◆ Problema proposto 1 ◆
Mostre todas as linhas que contenham a palavra "house".
- - - - - - -
Curioso que um prato que em casa é geralmente feito para aproveitar sobras de arroz seja o ponto alto de um jantar. Ou talvez a graça esteja exatamente em reconhecer o valor da cozinha profissional capaz de reproduzir um prato exatamente como seria servido em casa, em toda a sua excelência caseira. Além disso, são poucos os que hoje conseguem controlar o cozimento de um prato que deve ficar em fogo baixo durante muito tempo. Como o Faggioli all’Uccelletto, o congee é uma receita para um estilo de vida em extinção.
Depois de levantar fervura, o arroz é cozido em abundante brodo (idealmente), feito em casa com restos de assado de frango, de peru, ou de carne de porco. O chineses definem o ponto de cozimento do arroz como de algodão. Bonito e muito preciso como descrição da aparência. Os outros ingredientes são: um pouco de coentro, cebolinha, gengibre, cascas de tangerina secas (??chen pi), , que talvez ainda não seja possível achar no Brasil e fatias finas da carne de peixe de rio (carpa,no caso), que são acrescentadas só no final, com o fogo desligado. Aos que se animarem a fazer a receita que está no final deste post, a recomedação é: olho na panela! Observar o andamento do cozimento e corrigir o rumo dos acontecimentos quando necessário.
Depois de forrado o estômago com esse jantar tão caseirinho e pé no chão, nada orna mais com os contrastes de Hong Kong do que pegar a balsa – o Star Ferry – e atravessar a baía para um café no alto e com vista, no Aqua. A travessia do famoso Victoria Harbour é um dos passeios mais lindos e baratos do mundo, mas a julgar pela rapidez com que a baía vem sendo engolida pelo ‘aterro do Flamengo’ que está sendo construído, não é absurdo imaginar num futuro próximo mais uma criação do pragmatismo chinês: a balsa como ponte. A travessia continuaria sendo feita de balsa, só que ao atravessar a própria balsa, a pé, o passageiro já estará do outro lado.
- - - - - - -
◆ Problema proposto 2 ◆
Segundo o trecho sobre o congee, como os chineses definem o ponto de cozimento do arroz?

Entradas de dados
- - - - - - -
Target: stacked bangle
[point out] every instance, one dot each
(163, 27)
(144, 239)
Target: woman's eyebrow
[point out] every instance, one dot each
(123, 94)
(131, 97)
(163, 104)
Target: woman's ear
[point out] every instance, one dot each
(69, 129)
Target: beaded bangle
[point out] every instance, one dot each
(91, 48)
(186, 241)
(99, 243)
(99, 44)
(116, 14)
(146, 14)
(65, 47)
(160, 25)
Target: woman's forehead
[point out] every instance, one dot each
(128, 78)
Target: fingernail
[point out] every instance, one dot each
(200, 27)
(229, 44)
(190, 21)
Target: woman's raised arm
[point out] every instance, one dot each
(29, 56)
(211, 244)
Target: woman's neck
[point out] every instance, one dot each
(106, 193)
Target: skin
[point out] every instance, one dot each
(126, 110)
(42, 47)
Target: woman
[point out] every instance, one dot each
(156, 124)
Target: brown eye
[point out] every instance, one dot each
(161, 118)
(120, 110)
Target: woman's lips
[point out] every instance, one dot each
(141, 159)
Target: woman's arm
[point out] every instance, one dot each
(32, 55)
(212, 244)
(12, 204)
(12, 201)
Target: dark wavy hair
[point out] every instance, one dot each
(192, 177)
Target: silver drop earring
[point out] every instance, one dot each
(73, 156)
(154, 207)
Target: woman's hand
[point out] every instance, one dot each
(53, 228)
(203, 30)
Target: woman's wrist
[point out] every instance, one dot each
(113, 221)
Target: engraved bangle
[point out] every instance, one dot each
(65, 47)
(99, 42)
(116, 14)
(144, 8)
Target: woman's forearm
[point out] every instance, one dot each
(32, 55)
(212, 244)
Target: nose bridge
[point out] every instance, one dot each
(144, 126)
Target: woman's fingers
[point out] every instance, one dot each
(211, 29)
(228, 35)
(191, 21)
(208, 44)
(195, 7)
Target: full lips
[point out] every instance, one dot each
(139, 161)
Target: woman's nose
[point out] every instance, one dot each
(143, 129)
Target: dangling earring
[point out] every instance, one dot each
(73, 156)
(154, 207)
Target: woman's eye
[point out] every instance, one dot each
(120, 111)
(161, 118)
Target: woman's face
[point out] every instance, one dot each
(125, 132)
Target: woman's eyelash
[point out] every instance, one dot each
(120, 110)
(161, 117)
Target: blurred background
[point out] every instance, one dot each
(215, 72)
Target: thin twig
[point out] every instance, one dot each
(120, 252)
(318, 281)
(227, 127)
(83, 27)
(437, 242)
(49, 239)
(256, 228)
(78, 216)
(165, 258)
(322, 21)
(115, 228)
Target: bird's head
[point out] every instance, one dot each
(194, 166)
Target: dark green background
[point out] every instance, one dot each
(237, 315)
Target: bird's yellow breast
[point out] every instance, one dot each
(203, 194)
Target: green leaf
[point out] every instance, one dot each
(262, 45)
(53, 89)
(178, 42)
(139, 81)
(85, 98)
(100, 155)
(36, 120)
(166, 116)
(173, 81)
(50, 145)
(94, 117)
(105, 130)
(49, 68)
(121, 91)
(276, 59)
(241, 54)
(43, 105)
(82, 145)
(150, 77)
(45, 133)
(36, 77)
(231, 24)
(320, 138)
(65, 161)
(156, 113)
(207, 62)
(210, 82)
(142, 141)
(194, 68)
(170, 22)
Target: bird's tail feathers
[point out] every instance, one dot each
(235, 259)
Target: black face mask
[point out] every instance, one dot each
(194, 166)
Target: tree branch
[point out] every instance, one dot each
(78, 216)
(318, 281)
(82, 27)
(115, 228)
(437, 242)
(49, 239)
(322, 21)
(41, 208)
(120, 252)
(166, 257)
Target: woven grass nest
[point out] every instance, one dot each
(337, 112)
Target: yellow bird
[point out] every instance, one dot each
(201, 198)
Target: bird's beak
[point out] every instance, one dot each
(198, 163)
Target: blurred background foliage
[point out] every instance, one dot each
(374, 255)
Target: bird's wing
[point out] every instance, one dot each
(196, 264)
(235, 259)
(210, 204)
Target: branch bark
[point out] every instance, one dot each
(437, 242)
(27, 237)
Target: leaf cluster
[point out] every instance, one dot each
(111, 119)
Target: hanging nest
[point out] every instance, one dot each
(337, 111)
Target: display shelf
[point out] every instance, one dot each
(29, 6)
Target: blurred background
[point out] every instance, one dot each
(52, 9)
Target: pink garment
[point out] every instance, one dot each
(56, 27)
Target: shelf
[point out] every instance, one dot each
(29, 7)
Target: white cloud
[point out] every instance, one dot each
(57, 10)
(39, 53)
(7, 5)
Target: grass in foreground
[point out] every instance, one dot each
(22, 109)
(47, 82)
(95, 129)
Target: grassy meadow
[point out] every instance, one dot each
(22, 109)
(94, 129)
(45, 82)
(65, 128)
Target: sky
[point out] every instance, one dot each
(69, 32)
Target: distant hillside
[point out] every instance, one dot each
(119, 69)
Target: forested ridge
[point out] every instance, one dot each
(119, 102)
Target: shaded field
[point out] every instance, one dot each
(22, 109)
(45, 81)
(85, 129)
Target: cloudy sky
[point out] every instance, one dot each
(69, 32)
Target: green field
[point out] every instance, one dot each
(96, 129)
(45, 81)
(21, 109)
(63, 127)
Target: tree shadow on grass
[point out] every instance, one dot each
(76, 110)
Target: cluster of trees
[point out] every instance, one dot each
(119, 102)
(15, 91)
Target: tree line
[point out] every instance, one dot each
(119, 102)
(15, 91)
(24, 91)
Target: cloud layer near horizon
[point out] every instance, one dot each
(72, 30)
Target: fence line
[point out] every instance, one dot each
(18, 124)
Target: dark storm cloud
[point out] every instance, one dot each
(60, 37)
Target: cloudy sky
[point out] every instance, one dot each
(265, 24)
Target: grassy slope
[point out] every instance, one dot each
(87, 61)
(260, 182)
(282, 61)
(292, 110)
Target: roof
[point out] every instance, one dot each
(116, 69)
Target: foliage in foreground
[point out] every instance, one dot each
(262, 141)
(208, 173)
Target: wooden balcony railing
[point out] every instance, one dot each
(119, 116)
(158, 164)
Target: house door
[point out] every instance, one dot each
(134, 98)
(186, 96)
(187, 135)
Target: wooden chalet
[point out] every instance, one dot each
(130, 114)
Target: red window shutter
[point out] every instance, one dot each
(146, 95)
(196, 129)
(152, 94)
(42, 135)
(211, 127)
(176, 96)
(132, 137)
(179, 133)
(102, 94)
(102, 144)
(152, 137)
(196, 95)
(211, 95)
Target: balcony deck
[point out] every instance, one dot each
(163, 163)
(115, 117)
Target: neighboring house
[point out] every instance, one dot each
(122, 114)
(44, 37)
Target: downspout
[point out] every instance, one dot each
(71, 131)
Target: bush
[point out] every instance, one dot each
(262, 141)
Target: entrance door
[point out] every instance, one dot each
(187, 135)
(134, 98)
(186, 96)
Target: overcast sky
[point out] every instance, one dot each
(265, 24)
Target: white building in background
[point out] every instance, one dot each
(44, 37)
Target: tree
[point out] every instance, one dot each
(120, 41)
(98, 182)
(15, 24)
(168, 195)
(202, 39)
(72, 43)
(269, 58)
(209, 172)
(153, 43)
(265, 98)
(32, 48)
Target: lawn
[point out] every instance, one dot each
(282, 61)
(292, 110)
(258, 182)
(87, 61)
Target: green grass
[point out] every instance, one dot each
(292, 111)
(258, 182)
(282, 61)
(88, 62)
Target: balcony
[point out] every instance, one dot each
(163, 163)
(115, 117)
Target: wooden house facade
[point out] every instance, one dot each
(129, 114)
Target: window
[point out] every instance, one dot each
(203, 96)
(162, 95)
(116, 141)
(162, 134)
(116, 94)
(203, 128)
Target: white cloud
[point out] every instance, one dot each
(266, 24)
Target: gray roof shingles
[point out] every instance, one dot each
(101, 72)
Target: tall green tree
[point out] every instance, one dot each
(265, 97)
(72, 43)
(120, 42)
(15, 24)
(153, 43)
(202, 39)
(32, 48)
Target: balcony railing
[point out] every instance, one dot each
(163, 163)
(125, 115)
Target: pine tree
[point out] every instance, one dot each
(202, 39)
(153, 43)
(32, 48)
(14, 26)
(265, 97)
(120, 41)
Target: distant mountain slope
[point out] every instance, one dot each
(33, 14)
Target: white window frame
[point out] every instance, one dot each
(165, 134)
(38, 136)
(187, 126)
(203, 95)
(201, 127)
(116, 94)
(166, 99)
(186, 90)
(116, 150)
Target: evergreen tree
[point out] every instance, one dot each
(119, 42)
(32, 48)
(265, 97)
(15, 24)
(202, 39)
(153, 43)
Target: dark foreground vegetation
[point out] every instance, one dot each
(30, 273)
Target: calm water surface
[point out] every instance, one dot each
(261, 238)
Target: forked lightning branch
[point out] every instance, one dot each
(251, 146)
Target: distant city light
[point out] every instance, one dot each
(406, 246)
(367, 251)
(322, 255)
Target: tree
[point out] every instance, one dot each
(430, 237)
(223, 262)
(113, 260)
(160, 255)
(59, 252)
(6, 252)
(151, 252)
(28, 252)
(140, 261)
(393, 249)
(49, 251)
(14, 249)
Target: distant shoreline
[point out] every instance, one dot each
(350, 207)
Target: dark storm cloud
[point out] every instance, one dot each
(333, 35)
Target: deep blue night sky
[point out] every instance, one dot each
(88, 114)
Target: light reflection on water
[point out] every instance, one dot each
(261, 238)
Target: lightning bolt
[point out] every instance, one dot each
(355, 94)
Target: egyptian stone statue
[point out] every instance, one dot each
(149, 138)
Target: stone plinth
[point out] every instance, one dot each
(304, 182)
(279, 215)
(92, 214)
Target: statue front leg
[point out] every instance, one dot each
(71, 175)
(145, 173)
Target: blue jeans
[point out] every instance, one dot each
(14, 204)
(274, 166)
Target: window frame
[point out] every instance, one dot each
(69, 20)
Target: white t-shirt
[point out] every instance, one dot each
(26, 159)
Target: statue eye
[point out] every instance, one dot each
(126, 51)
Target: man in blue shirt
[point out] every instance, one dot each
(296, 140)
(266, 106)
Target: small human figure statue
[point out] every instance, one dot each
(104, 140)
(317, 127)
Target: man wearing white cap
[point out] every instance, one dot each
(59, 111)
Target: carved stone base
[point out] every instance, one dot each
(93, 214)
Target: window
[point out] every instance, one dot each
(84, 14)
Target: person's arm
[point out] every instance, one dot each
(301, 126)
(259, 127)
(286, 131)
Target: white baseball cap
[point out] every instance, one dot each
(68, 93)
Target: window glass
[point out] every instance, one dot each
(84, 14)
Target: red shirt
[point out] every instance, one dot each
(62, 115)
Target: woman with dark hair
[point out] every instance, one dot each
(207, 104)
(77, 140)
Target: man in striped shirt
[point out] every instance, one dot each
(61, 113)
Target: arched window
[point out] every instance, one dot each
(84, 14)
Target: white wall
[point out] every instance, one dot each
- - - - - - -
◆ Resposta esperada 1 ◆
Target: house door
Target: neighboring house
Target: wooden house facade

◆ Resposta esperada 2 ◆
Como de algodão.